## Given task:
Rewrite everything from the line containing "the carved entablature" down to the line containing "[(91, 800), (390, 1069), (226, 1217), (574, 853)]", requests included, and offset every coordinate in the answers by -147.

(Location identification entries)
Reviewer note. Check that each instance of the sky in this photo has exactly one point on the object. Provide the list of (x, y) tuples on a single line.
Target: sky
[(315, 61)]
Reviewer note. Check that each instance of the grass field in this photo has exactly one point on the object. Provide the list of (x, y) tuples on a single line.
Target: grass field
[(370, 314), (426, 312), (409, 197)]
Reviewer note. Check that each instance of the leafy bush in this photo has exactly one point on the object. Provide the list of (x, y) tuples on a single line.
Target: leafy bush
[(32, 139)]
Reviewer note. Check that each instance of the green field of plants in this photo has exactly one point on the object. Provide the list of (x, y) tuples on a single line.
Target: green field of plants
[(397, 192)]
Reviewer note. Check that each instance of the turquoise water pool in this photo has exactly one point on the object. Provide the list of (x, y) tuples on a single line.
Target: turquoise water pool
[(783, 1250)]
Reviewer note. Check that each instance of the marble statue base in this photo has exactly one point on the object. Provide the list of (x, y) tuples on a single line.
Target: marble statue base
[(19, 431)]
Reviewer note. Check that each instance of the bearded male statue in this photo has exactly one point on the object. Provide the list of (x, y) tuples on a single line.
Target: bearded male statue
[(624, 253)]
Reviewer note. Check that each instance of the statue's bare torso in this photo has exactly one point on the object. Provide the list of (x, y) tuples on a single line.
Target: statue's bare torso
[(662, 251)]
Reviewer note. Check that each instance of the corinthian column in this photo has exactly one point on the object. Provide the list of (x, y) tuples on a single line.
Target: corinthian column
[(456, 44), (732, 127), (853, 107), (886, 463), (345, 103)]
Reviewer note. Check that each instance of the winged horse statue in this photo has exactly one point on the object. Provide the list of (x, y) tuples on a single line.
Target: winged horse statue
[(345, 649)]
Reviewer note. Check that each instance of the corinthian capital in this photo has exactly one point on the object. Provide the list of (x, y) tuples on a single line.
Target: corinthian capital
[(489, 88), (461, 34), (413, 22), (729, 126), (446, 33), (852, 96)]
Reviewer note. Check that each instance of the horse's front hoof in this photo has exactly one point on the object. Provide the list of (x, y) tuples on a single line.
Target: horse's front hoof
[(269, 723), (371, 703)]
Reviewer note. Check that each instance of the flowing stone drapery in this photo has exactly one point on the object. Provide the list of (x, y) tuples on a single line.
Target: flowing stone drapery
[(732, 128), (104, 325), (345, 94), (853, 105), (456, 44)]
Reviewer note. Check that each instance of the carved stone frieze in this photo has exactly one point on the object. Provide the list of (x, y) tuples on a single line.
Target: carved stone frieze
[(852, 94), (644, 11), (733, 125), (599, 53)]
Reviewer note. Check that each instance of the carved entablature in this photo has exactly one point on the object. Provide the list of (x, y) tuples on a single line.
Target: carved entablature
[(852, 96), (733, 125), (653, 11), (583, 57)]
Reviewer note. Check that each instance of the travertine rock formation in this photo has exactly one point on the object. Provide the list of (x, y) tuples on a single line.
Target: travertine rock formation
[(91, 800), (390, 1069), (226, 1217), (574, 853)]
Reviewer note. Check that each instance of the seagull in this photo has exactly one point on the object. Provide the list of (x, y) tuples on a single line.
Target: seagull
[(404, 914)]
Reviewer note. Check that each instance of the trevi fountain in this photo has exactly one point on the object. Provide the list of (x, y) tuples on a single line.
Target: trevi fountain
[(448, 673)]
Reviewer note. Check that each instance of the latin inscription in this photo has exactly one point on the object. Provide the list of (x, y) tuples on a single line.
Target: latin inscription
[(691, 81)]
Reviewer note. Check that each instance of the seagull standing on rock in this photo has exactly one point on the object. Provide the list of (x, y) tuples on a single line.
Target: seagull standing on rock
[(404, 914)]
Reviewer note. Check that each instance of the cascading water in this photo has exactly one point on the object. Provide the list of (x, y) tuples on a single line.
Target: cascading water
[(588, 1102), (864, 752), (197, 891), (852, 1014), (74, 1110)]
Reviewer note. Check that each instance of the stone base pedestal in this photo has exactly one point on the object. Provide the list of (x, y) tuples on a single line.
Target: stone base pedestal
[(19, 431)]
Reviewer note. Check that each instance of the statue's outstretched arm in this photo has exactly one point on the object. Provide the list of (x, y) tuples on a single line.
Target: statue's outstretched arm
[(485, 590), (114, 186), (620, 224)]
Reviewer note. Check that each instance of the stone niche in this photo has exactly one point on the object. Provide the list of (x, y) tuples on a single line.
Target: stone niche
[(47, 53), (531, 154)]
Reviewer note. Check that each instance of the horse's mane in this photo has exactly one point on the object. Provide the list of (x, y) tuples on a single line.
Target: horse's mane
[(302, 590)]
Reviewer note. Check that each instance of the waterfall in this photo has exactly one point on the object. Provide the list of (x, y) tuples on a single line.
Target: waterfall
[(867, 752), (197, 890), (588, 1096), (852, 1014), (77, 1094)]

## Answer to the task:
Reviewer note. Check that each instance of the carved entablature in this photo has exactly one point on the object. Provide the list of (x, y) tuples on a single line.
Target: carved entablature
[(705, -51), (586, -22), (506, -136), (436, -90)]
Reviewer note. Check that each instance of the travertine rock formation in this photo has exactly one point on the object. Provide the list of (x, y) tuples on a single line.
Target: travertine rock formation
[(-56, 653), (243, 922), (79, 1070), (427, 706)]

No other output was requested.